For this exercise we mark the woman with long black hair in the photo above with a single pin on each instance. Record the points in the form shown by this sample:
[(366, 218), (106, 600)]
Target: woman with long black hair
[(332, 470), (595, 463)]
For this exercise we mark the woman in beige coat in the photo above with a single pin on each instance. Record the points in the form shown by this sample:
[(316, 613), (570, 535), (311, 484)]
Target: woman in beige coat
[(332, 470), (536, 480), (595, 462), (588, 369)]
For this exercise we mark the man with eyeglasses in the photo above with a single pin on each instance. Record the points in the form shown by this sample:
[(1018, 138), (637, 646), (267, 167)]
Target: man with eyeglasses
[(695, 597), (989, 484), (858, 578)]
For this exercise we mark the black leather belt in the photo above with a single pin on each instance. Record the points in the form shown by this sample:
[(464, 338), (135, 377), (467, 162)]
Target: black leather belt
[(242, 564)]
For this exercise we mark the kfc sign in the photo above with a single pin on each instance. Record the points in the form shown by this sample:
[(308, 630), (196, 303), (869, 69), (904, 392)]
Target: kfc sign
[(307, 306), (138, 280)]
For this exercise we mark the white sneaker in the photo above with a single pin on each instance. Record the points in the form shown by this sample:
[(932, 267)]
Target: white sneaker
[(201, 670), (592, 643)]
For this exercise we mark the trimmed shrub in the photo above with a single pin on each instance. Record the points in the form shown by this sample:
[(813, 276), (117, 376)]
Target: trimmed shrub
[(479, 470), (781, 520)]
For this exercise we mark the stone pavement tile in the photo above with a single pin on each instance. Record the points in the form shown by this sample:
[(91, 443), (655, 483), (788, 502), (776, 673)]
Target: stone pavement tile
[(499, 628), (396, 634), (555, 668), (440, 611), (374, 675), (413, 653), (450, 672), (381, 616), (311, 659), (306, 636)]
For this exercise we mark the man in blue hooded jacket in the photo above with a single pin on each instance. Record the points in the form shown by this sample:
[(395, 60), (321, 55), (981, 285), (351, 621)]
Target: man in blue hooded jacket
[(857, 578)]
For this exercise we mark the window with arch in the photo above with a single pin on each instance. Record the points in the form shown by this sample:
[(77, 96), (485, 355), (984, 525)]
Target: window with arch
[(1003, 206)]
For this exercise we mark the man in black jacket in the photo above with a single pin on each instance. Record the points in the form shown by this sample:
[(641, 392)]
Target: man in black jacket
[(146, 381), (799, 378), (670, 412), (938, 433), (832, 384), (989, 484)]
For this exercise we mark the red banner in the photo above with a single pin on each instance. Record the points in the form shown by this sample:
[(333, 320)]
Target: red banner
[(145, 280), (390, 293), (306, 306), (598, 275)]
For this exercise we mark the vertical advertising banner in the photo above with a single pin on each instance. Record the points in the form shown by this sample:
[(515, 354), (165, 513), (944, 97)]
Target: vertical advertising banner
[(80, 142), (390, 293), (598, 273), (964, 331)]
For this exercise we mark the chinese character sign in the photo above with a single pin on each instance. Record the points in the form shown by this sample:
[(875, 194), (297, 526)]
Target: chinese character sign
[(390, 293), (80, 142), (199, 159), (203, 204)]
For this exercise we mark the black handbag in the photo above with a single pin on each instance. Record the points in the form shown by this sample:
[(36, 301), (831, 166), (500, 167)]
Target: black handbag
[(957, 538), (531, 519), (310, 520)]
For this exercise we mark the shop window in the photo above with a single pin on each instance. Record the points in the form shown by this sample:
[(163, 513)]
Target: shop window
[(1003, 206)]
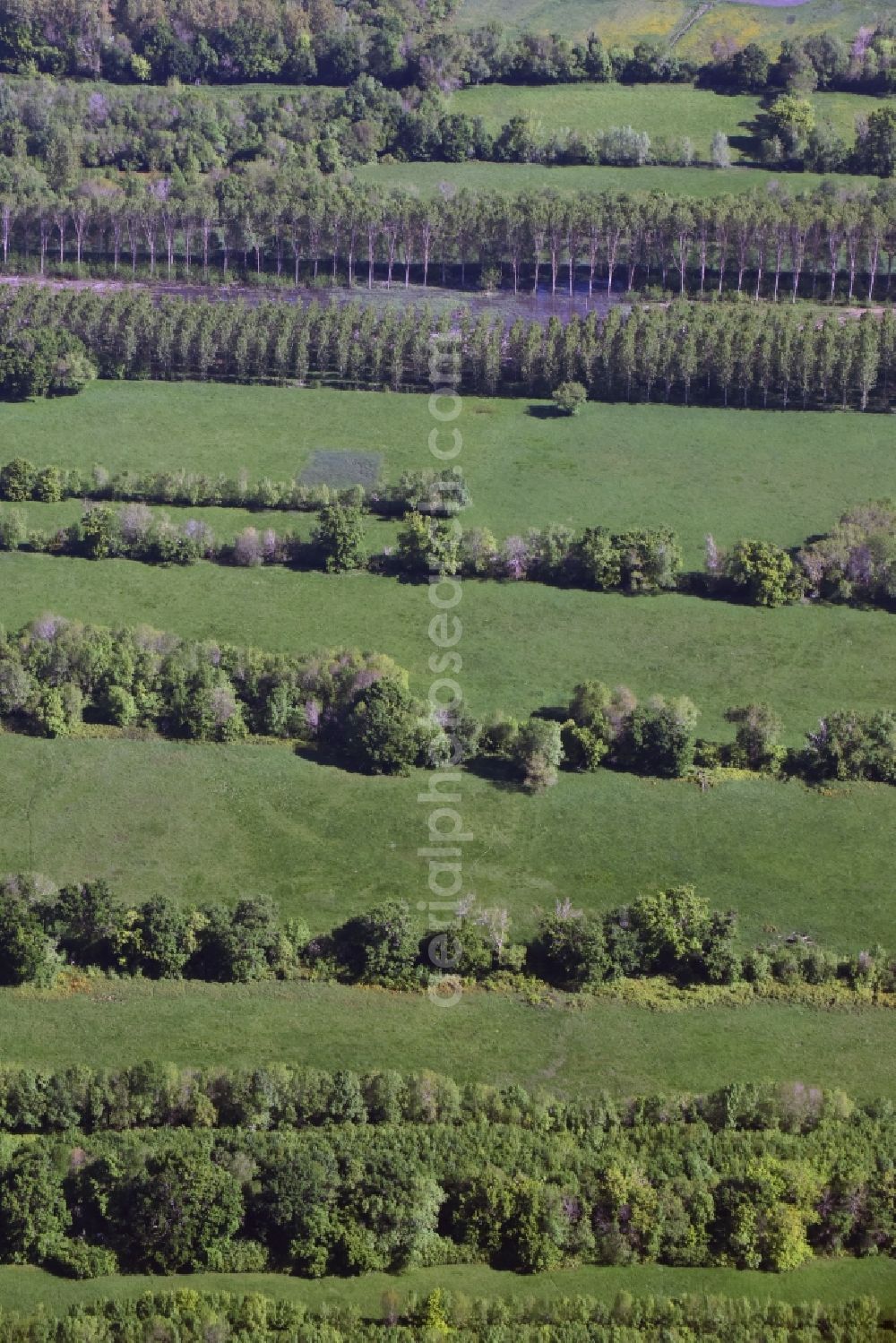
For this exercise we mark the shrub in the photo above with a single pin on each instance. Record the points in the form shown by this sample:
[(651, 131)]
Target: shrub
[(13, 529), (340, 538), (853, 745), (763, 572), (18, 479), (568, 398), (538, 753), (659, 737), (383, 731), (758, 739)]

==

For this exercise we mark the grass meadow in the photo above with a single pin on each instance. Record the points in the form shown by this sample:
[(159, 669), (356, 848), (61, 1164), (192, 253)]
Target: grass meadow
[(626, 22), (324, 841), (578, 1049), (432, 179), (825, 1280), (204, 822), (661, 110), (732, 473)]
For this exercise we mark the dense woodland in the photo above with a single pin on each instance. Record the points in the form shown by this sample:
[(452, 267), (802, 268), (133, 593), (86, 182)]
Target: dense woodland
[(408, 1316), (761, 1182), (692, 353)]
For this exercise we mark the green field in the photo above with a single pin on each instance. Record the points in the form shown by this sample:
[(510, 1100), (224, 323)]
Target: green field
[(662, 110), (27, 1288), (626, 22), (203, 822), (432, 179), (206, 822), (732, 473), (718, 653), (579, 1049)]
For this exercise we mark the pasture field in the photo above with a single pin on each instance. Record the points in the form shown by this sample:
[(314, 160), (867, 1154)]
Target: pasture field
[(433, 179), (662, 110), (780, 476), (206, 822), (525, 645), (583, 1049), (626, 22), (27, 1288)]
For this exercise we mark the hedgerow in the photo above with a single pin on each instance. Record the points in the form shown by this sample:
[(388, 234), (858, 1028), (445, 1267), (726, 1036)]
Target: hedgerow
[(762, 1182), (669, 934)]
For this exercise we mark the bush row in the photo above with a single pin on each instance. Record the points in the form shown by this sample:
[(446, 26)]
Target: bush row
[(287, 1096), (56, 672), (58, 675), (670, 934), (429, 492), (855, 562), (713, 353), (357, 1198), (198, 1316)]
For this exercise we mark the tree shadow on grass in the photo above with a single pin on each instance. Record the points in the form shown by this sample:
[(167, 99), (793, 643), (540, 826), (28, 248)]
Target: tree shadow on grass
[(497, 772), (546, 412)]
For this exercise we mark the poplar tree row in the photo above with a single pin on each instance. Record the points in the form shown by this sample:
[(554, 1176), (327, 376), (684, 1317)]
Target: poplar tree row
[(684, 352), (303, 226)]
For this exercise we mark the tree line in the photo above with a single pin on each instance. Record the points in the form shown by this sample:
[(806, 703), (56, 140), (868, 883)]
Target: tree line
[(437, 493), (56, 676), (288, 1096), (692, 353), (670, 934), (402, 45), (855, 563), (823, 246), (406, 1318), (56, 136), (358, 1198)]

* * *

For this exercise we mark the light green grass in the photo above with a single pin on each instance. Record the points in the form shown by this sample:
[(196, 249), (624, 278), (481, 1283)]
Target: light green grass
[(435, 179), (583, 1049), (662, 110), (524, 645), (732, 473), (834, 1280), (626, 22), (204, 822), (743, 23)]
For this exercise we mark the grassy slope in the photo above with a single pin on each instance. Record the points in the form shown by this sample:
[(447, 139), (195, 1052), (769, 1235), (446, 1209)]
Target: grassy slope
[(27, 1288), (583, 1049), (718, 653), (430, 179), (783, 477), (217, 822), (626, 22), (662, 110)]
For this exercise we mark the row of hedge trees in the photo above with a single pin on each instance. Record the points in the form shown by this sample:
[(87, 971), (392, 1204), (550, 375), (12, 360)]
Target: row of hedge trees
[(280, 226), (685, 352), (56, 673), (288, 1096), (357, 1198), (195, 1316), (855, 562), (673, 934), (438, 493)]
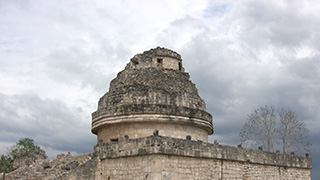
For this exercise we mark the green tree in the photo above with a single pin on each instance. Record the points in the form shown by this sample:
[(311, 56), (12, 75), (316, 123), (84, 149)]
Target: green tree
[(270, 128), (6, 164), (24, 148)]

- What you have to do -
How many lines in the data above contain the word "poplar"? Reply with only the number.

- Task result -
2